GIVEN PASSAGE:
Saturday, May 6, 2017

ARM Assembly: Arrays and Structs

If you are doing these in order, you just learned about loops and indexing modes.  You now have the foundation for working with arrays and structs.

Structs are heterogeneous data structures.  This means that elements of a struct can and typically do have different data types or at least different meanings.  When we are mixing data types in a struct, there are some rules we need to follow.  The most important rule is that each variable should be aligned to its own size.  So, a short should be 2 byte aligned, an integer should be 4 byte aligned, and so on.  This may leave voids in our struct.  The rule with these voids is that they should never be used.

Technically, we have already made a struct, when we learned about global memory.  That struct contained 4 integers that represented an IP address.  Let's make a more complicated struct.

REQUIREMENTS:
1/ In the ARM assembly post on arrays and structs, what did the struct built in the earlier global-memory lesson hold?
2/ Count the lines in the records that contain the string "fence". Reply with only the number.

LISTING:
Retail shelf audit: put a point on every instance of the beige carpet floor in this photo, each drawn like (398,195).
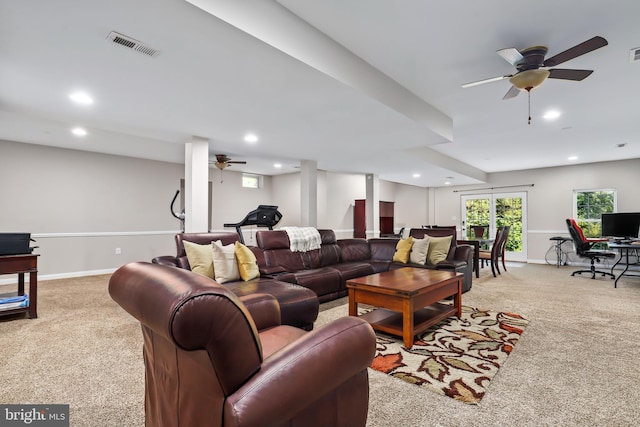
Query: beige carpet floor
(575,365)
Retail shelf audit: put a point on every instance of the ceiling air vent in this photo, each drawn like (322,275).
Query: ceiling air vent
(131,43)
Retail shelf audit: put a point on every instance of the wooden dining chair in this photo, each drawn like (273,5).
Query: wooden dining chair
(492,256)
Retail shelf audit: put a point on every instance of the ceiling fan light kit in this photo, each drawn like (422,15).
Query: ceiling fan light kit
(529,79)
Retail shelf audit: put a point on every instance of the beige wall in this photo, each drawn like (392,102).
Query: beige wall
(81,206)
(550,200)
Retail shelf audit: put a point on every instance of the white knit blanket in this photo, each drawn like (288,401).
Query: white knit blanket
(303,239)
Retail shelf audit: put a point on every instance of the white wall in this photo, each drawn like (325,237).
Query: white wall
(81,206)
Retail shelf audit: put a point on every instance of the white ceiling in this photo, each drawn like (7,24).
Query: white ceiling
(360,86)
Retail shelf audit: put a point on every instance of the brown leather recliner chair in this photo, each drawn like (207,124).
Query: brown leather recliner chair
(214,359)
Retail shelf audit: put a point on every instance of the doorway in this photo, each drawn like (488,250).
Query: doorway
(496,210)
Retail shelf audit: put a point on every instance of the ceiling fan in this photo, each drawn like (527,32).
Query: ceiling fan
(533,69)
(223,161)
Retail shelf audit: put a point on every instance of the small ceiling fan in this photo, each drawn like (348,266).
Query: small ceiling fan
(223,161)
(533,69)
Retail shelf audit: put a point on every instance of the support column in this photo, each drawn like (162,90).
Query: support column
(196,183)
(309,193)
(373,205)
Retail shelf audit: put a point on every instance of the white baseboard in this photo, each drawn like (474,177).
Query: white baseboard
(68,275)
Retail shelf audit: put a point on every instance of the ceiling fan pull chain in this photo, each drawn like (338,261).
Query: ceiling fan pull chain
(529,100)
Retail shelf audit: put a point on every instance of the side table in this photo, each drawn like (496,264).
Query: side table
(21,264)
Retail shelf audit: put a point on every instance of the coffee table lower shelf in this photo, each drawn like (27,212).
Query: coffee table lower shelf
(391,322)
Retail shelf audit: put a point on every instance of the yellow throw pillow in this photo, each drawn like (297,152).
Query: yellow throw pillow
(200,258)
(225,265)
(247,262)
(438,249)
(403,248)
(419,251)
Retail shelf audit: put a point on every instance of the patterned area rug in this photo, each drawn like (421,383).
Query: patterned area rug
(457,357)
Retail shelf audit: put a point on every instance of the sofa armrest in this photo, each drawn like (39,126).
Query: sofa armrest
(264,310)
(272,271)
(165,260)
(464,253)
(450,265)
(303,372)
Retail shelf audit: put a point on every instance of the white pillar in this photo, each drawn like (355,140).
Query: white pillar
(196,183)
(309,193)
(373,205)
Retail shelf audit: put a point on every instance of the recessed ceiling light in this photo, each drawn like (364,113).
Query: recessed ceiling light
(81,98)
(250,137)
(551,114)
(78,131)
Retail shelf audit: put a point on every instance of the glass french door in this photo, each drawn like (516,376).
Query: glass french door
(496,210)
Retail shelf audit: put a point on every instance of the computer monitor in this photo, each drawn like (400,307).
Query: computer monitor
(621,225)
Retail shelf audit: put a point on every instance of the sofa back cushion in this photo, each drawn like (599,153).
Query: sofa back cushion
(328,254)
(353,250)
(419,233)
(275,248)
(227,237)
(382,249)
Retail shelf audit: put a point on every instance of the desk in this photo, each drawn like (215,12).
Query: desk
(476,243)
(21,264)
(624,249)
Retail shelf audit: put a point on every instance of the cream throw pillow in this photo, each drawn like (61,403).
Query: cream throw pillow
(200,258)
(247,262)
(438,249)
(419,251)
(225,266)
(403,248)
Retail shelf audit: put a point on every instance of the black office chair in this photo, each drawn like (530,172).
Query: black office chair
(583,249)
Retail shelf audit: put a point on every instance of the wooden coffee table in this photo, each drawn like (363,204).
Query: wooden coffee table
(407,299)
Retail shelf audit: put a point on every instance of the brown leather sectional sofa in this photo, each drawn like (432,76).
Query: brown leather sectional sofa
(299,280)
(326,270)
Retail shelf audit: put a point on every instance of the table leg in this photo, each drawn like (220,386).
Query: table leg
(20,283)
(407,323)
(457,299)
(353,305)
(33,294)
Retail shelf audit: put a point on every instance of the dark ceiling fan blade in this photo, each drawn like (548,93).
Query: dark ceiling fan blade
(510,54)
(567,74)
(511,93)
(481,82)
(578,50)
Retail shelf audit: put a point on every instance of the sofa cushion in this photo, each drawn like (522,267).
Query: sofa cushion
(225,265)
(351,270)
(298,305)
(326,282)
(200,258)
(403,249)
(438,249)
(419,251)
(247,262)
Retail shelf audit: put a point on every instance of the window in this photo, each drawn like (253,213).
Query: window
(588,205)
(250,180)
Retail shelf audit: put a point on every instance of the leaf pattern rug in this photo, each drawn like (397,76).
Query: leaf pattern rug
(456,357)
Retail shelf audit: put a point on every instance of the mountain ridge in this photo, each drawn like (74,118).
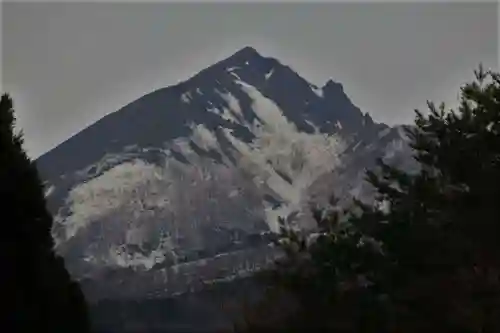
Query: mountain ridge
(190,179)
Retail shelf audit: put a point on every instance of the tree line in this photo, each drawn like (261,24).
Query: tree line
(424,257)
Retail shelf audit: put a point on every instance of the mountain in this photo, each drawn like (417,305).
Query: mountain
(184,186)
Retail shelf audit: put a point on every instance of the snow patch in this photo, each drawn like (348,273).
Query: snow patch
(384,132)
(317,91)
(186,97)
(98,197)
(268,75)
(281,148)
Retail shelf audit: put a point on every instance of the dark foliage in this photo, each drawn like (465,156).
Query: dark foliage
(425,257)
(37,292)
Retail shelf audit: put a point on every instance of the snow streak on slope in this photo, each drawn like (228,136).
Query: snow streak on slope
(282,158)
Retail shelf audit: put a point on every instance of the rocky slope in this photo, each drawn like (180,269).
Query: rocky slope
(186,183)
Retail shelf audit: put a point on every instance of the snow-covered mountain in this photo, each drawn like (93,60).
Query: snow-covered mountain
(190,180)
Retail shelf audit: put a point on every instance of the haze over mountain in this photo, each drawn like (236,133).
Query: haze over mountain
(184,185)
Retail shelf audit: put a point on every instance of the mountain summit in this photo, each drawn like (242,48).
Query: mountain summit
(190,180)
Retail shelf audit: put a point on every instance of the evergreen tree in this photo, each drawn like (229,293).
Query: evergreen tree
(37,291)
(426,255)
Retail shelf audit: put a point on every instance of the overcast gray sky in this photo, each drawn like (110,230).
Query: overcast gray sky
(67,65)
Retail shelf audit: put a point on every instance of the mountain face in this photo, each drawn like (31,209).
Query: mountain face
(186,184)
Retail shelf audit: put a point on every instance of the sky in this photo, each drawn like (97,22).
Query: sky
(66,65)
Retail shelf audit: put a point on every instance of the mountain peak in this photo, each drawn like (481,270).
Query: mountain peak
(247,51)
(333,86)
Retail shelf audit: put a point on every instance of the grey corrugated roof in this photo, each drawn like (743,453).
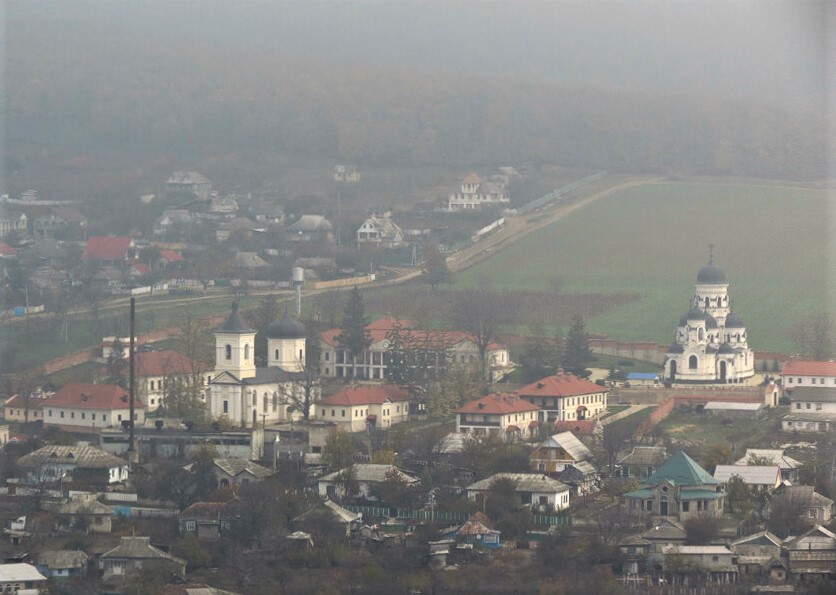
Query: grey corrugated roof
(235,467)
(571,444)
(59,559)
(371,473)
(751,475)
(140,548)
(85,456)
(525,482)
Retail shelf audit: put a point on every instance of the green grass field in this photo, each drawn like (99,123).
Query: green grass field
(770,240)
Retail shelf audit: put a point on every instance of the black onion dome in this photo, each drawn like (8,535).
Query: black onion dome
(733,320)
(286,328)
(235,323)
(711,274)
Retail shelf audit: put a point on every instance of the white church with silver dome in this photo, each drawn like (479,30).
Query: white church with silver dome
(247,395)
(711,345)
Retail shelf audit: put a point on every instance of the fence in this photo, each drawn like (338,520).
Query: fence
(559,193)
(444,516)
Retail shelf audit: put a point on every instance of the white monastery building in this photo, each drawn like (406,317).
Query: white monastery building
(711,346)
(248,395)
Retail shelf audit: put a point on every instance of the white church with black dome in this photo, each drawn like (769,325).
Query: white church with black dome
(711,345)
(245,394)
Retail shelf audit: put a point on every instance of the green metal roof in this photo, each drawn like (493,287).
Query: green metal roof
(681,470)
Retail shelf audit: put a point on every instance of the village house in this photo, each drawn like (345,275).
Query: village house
(475,193)
(133,553)
(89,408)
(565,397)
(15,408)
(15,578)
(62,563)
(680,488)
(501,414)
(812,555)
(812,409)
(539,491)
(640,461)
(796,373)
(365,476)
(810,504)
(238,472)
(761,478)
(429,351)
(81,464)
(763,456)
(380,231)
(109,250)
(362,405)
(84,512)
(209,520)
(188,182)
(759,556)
(478,531)
(310,229)
(557,451)
(167,372)
(711,561)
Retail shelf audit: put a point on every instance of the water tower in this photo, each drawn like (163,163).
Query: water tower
(297,279)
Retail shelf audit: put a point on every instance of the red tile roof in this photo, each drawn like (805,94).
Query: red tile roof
(166,362)
(79,395)
(580,427)
(498,404)
(808,368)
(367,395)
(380,329)
(6,250)
(107,248)
(561,385)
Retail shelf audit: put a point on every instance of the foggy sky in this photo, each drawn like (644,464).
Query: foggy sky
(774,51)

RESULTS FOR EACH TASK:
1/ Four integers that represented an IP address.

2/ 2